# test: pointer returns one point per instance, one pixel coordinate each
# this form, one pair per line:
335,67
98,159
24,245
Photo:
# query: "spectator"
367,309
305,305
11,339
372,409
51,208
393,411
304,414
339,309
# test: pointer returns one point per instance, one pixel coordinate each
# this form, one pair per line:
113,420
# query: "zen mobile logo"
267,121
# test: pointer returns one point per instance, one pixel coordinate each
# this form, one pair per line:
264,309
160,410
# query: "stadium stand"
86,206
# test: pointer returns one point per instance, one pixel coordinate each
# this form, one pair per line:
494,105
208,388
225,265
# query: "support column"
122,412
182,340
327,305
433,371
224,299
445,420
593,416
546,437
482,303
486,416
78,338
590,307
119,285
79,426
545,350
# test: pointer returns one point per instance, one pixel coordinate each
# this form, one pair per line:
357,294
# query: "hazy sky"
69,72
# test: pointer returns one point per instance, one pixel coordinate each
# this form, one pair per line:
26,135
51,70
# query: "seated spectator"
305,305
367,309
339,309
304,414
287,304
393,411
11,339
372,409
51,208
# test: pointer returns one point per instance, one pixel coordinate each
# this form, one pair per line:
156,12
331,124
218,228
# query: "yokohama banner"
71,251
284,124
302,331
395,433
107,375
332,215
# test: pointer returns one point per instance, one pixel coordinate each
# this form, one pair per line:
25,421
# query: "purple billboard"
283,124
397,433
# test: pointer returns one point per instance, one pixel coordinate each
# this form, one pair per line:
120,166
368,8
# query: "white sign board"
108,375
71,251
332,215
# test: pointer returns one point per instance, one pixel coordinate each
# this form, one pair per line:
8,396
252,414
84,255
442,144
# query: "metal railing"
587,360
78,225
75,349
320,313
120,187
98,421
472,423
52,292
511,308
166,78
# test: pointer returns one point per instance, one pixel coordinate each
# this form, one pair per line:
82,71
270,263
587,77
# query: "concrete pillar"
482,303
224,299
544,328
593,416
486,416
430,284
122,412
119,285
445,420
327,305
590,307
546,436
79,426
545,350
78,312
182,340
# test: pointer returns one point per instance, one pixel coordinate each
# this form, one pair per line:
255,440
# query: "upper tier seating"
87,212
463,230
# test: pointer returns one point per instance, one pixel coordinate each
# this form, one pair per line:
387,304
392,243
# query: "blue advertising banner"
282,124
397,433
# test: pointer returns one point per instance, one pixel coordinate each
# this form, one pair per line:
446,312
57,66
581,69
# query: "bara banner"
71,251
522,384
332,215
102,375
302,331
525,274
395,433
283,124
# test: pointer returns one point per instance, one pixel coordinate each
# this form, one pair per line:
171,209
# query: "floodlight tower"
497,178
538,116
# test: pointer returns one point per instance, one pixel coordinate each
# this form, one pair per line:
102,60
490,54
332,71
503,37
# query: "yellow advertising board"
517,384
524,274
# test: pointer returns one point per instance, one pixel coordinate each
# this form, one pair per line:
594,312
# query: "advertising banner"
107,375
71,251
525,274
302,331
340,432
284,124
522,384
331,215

- - - -

• [Required task] Word for word, write out all of the data above.

• [Final answer]
# test: pointer returns one point per instance, one pixel coordinate each
# this form, one pair per line:
335,67
98,159
24,245
Photo:
# query: "spectator"
367,309
305,305
11,339
372,409
51,208
393,411
304,414
339,309
# test: pointer returns one point per instance, one pixel coordinate each
# this form, one pair per line:
113,420
# query: "zen mobile logo"
267,121
# test: pointer returns one point per instance, one pixel coordinate each
# this form, one pair per line:
264,309
160,410
# query: "stadium stand"
86,206
# test: pointer returns one point per instance, one pixel coordinate each
# this form, one pair per line:
494,105
208,388
225,265
# query: "support column"
122,412
182,340
327,305
433,371
224,299
445,420
593,416
546,437
482,303
486,416
78,338
590,307
119,285
79,426
545,350
# test: pointer returns one point per instance, one pixel coordinate each
# this form, one pair per line:
357,294
# query: "hazy sky"
69,72
# test: pointer returns one point per instance, one pixel coordinate each
# this form, one pair per line:
26,135
51,70
# query: "seated spectator"
305,305
367,309
339,309
304,414
287,304
393,411
11,339
372,409
51,208
# test: pointer returns one point per instance, one pixel coordinate each
# this form, one pair per line:
156,12
331,124
218,228
# query: "yokohama banner"
71,251
284,124
302,331
395,433
107,375
332,215
# test: pointer returns one point per instance, one pixel coordinate each
# this form, one pair per line:
25,421
# query: "purple billboard"
283,124
397,433
# test: pointer returns one point per instance, one pixel coordinate each
# this form, one pair per line:
120,166
368,8
# query: "white sign board"
108,375
71,251
332,215
# test: pointer returns one point per instance, one pixel coordinate each
# this form, one pair per line:
8,396
252,414
84,255
442,144
# query: "metal railing"
587,360
78,225
75,349
320,313
120,187
98,421
472,423
52,292
511,308
166,78
# test: pointer returns one point per instance, one pixel coordinate each
# this form, one pair per line:
82,71
270,263
587,77
# query: "concrete pillar"
482,303
224,299
544,328
593,416
486,416
430,284
122,412
119,285
445,420
327,305
590,307
546,436
79,426
545,350
78,312
182,340
# test: pointer returns one point per instance, one pixel coordinate each
# this form, one pair per line:
255,440
# query: "upper tier seating"
87,212
463,230
# test: pointer returns one point per instance, one pixel coordinate each
# this form, one pair per line:
387,304
392,243
# query: "blue advertising banner"
282,124
397,433
# test: pointer returns one point per instance, one pixel coordinate each
# this form, one pair per line:
446,312
57,66
581,69
# query: "bara banner"
71,251
522,384
332,215
102,375
302,331
525,274
395,433
283,124
# test: pointer returns one point per instance, one pixel coordinate each
# this form, one pair per line:
171,209
# query: "floodlight tower"
497,178
538,116
# test: pointer returns one point per instance, one pixel coordinate each
# this form, one pair per line:
102,60
490,54
332,71
503,37
# query: "yellow advertising board"
517,384
524,274
# test: pointer returns one point per instance, one pixel coordinate each
# this form, one pair per line:
594,312
# query: "advertising banner"
107,375
71,251
525,274
302,331
340,432
284,124
522,384
331,215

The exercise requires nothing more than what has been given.